### COMPITI DA SVOLGERE
a) Stabilisci se le affermazioni seguenti concordano con il testo sul confine dell'Avisio, rispondendo sì o no e citando le parole decisive del testo. (i) Gli ambasciatori diretti a Vienna nel 1492 collocarono il confine fra Alemanna e Lombardia nel borgo di San Michele. (ii) Nei suoi diari il Tiberino indicò come confine fra l'Italia e la Germania il borgo di San Michele. (iii) Il Machiavelli si recò in Germania per incontrare Massimiliano a Trento.
b) Trascrivi dal testo sul confine dell'Avisio il passo che comincia con "Il Machiavelli giunto" e prosegue fino a "il suolo tedesco.".

### TESTO DI STUDIO
========================================================================
Nel 1475 Giovanni Maria Tiberino, letterato e medico bresciano residente nel capoluogo tridentino durante il triste processo contro gli ebrei, in uno dei suoi diari scrisse che il confine fra l’Italia e la Germania era segnato dal torrente Avisio, ma gli ambasciatori che nel 1492 si recarono a Vienna presso la corte imperiale di Federico III, a differenza del Tiberino, identificarono il confine fra Alemanna e Lombardia nel borgo di San Michele: un confine non politico ma etnico-linguistico. Altri osservatori come Angelo Massarello, il Picino, il Mariani e il Tovazzi, indicarono il torrente Avisio come il confine, la linea di demarcazione fra il principato tridentino e la compagine territoriale del Tirolo.
Il Machiavelli giunto a Trento, durante il suo viaggio in Germania per incontrare Massimiliano a Bolzano, quando chiese dov’era il confine i contadini del luogo gli risposero che era appunto il paese di Lavis: «Il fiume di Lavis, di là da Trento cinque miglia, divide l’Italia d’Alemagna, secondo dicono quelli del paese». Nel 1809, il capitano degli insorti tirolesi, Giacomo Torgler, incitò i suoi uomini a dimostrare al nemico invasore che a Lavis si difende il suolo tedesco.
========================================================================
### VOCI FORNITE
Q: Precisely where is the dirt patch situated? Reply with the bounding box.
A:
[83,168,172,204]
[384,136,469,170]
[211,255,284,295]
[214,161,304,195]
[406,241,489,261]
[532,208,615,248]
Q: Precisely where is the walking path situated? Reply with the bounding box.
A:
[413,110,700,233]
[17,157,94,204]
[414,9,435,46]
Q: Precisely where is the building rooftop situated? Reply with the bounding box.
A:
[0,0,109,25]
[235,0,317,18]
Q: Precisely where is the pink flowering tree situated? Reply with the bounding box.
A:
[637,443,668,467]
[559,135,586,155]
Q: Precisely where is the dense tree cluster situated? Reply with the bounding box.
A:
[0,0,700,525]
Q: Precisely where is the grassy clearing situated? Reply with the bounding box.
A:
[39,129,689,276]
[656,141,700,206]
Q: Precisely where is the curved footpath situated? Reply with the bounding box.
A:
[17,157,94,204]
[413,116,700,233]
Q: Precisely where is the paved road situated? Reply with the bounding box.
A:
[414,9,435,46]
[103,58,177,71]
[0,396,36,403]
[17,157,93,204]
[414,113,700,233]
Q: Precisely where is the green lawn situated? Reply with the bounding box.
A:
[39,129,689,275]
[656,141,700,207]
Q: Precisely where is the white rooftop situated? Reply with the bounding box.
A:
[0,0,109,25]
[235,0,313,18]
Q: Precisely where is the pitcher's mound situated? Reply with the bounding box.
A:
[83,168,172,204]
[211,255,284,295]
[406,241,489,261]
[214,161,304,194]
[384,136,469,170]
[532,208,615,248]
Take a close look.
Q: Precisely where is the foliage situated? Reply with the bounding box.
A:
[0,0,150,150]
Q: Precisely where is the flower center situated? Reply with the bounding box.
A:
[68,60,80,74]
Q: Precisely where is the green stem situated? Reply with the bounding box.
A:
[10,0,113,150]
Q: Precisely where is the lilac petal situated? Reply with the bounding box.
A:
========================================================================
### SOLUZIONI
a)
(i) Sì: «identificarono il confine fra Alemanna e Lombardia nel borgo di San Michele».
(ii) No: «il confine fra l’Italia e la Germania era segnato dal torrente Avisio».
(iii) No: «per incontrare Massimiliano a Bolzano».

b)
Il Machiavelli giunto a Trento, durante il suo viaggio in Germania per incontrare Massimiliano a Bolzano, quando chiese dov’era il confine i contadini del luogo gli risposero che era appunto il paese di Lavis: «Il fiume di Lavis, di là da Trento cinque miglia, divide l’Italia d’Alemagna, secondo dicono quelli del paese». Nel 1809, il capitano degli insorti tirolesi, Giacomo Torgler, incitò i suoi uomini a dimostrare al nemico invasore che a Lavis si difende il suolo tedesco.